**What you should do:**
Look over the lines below. Report each one that includes the string "metal".

═══ Listed entries ═══

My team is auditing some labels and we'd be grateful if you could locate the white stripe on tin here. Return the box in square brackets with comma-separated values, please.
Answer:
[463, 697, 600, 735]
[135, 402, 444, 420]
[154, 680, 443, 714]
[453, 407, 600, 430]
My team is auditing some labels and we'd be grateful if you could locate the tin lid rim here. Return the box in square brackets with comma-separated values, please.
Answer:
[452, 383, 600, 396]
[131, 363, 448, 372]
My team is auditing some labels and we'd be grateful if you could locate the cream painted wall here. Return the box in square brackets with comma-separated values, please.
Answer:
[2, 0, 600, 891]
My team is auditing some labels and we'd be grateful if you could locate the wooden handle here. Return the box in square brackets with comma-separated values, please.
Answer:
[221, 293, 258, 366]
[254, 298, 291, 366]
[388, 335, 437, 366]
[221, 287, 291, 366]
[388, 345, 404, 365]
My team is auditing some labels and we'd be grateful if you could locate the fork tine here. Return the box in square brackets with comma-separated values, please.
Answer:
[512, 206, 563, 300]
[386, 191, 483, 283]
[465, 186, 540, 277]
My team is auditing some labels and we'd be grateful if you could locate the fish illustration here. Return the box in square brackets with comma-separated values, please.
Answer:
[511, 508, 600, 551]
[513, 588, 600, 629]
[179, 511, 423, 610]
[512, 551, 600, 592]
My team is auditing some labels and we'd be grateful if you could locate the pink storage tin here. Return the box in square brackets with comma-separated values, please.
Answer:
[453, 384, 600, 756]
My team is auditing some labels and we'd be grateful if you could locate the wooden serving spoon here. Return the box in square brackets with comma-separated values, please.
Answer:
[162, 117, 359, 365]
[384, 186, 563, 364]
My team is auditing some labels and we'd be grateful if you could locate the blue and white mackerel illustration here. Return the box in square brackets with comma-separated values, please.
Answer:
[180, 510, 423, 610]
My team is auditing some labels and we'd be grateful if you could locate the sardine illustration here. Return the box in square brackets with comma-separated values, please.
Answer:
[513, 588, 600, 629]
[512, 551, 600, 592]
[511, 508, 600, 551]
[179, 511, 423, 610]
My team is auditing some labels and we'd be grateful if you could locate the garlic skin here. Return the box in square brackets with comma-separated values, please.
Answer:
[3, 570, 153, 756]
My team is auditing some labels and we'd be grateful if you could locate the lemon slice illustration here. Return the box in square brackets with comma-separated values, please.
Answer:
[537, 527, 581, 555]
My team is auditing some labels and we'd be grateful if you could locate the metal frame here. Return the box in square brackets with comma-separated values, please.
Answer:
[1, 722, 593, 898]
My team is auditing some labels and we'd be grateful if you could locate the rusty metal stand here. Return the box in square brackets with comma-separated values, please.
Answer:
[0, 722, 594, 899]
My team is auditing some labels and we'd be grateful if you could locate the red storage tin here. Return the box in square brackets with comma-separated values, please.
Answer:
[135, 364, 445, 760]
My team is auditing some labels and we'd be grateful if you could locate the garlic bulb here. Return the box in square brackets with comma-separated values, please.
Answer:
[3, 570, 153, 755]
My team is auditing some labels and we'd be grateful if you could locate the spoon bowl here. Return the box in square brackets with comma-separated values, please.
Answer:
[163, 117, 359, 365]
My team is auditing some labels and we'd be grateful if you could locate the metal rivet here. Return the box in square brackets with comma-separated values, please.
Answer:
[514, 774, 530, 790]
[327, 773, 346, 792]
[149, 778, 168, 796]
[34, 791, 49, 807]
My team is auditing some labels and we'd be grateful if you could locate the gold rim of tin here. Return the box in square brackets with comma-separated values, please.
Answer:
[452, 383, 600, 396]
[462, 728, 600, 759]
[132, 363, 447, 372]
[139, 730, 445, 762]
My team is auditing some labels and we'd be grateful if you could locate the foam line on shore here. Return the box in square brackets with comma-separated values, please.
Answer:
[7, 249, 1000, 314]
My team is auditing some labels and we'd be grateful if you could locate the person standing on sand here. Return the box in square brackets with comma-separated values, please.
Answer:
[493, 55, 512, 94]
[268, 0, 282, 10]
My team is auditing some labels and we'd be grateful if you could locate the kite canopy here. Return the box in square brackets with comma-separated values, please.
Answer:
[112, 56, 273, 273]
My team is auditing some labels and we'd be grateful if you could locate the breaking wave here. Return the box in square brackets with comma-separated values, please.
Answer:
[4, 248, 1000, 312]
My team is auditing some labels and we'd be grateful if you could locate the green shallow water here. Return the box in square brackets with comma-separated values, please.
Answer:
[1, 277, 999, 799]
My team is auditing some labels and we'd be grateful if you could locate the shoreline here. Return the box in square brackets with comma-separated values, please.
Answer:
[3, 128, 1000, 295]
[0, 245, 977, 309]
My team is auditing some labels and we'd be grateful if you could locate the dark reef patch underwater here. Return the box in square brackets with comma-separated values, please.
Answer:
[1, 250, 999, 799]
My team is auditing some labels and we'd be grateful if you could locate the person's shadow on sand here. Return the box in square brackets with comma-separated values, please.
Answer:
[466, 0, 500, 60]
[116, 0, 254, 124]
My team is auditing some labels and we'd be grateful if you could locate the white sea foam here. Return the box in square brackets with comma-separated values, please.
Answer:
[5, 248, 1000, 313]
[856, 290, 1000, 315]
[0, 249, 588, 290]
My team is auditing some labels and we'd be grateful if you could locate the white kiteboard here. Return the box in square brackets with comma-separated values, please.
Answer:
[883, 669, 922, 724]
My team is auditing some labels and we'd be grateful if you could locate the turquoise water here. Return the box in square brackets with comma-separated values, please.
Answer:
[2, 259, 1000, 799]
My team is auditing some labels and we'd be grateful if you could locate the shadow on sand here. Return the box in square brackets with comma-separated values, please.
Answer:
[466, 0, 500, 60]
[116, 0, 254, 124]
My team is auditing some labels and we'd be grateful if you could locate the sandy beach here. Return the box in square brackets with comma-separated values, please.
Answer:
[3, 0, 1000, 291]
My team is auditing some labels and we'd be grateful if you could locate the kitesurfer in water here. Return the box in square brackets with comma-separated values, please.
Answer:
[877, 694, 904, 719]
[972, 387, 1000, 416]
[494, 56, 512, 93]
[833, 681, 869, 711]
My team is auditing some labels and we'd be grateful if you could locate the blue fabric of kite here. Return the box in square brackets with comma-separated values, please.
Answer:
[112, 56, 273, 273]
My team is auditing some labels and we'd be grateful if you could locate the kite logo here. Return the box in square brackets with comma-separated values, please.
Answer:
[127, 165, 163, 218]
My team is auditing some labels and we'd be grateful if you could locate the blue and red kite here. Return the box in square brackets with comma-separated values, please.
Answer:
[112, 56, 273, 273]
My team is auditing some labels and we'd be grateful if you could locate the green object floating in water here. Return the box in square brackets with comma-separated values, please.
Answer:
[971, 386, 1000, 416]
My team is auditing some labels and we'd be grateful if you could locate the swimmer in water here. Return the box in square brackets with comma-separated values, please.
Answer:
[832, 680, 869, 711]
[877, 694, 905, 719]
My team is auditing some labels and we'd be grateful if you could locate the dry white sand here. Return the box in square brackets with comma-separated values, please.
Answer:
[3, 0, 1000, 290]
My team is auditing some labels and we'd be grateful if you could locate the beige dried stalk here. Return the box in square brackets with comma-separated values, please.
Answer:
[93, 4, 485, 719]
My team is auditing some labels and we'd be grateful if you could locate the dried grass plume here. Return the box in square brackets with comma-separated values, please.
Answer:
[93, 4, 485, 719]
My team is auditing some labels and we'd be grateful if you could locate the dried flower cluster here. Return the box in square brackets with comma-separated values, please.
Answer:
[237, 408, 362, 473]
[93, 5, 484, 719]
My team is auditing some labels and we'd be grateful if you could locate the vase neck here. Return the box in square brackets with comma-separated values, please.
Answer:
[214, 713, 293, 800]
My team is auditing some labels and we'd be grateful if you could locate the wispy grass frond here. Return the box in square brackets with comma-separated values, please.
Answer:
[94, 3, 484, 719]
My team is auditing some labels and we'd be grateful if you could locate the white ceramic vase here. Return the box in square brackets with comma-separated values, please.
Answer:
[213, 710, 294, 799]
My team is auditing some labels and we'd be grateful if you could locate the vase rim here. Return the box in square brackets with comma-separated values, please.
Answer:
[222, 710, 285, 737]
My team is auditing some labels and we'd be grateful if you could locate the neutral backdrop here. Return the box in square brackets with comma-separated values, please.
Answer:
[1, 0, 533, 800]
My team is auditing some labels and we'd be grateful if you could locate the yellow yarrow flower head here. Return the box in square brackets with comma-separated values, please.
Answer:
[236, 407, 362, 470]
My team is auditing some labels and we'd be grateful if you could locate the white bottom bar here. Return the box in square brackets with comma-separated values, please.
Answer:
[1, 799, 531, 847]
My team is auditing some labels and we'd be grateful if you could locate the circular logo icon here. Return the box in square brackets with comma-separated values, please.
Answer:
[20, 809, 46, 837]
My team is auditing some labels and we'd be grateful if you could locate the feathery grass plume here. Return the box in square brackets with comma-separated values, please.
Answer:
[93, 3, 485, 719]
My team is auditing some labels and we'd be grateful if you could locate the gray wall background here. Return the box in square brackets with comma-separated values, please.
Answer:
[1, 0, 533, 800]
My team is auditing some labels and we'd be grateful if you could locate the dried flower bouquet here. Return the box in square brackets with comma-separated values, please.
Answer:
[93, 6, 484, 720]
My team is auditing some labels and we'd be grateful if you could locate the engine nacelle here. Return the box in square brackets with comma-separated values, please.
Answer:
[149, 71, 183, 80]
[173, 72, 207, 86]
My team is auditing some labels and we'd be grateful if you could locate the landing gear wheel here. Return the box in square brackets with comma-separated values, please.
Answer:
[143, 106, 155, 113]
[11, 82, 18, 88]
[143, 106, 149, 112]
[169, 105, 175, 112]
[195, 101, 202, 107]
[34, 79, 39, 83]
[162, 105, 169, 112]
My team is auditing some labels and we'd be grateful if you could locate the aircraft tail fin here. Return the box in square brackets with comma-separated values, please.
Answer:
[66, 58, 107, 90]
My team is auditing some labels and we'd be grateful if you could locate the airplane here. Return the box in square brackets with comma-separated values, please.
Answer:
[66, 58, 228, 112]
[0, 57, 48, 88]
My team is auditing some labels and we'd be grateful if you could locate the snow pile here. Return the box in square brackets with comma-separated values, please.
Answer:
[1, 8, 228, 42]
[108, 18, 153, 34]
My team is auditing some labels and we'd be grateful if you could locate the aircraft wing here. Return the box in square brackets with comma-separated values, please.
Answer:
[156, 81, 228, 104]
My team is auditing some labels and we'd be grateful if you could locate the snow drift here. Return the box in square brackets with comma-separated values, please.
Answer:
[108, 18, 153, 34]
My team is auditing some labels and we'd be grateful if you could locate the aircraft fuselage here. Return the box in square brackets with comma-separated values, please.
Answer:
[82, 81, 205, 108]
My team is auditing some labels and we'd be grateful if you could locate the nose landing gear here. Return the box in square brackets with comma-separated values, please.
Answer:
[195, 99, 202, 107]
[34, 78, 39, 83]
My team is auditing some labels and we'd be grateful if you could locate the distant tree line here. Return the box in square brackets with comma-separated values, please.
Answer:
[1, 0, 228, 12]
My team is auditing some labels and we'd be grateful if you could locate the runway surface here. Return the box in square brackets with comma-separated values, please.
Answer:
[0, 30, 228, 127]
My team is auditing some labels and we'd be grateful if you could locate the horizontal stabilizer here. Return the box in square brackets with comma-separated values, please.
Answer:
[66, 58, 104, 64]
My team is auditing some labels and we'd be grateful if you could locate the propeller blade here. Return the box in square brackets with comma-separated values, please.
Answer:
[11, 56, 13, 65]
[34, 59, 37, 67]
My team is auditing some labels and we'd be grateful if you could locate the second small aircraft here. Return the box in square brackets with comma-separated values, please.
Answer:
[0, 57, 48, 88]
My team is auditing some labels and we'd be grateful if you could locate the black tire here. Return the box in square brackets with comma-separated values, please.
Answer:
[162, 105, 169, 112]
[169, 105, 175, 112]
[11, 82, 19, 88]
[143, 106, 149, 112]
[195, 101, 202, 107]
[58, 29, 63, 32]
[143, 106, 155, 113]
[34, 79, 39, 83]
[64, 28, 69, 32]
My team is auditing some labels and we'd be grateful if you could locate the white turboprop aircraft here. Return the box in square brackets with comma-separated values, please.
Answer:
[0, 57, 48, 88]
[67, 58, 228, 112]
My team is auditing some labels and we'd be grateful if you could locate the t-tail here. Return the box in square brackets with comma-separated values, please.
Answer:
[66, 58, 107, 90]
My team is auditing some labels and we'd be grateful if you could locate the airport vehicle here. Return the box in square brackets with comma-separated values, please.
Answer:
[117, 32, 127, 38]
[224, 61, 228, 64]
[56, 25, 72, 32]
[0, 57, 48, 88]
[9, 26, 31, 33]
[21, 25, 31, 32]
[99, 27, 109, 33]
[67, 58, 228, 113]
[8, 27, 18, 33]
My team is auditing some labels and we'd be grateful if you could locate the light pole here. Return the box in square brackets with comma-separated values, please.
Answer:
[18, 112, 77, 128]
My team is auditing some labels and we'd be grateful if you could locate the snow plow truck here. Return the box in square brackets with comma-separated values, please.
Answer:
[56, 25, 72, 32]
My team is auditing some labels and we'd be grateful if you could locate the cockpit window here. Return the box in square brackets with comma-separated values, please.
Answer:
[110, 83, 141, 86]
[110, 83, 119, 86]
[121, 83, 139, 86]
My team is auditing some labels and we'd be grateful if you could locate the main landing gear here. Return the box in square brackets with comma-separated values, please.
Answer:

═══

**Your solution:**
My team is auditing some labels and we'd be grateful if you could locate the metal frame here. Return the box in square brackets with comma-separated values, please.
My team is auditing some labels and we'd be grateful if you could locate the rusty metal stand here. Return the box in square brackets with comma-separated values, please.
My team is auditing some labels and we'd be grateful if you could locate the metal rivet here. Return the box in square brackets with comma-separated values, please.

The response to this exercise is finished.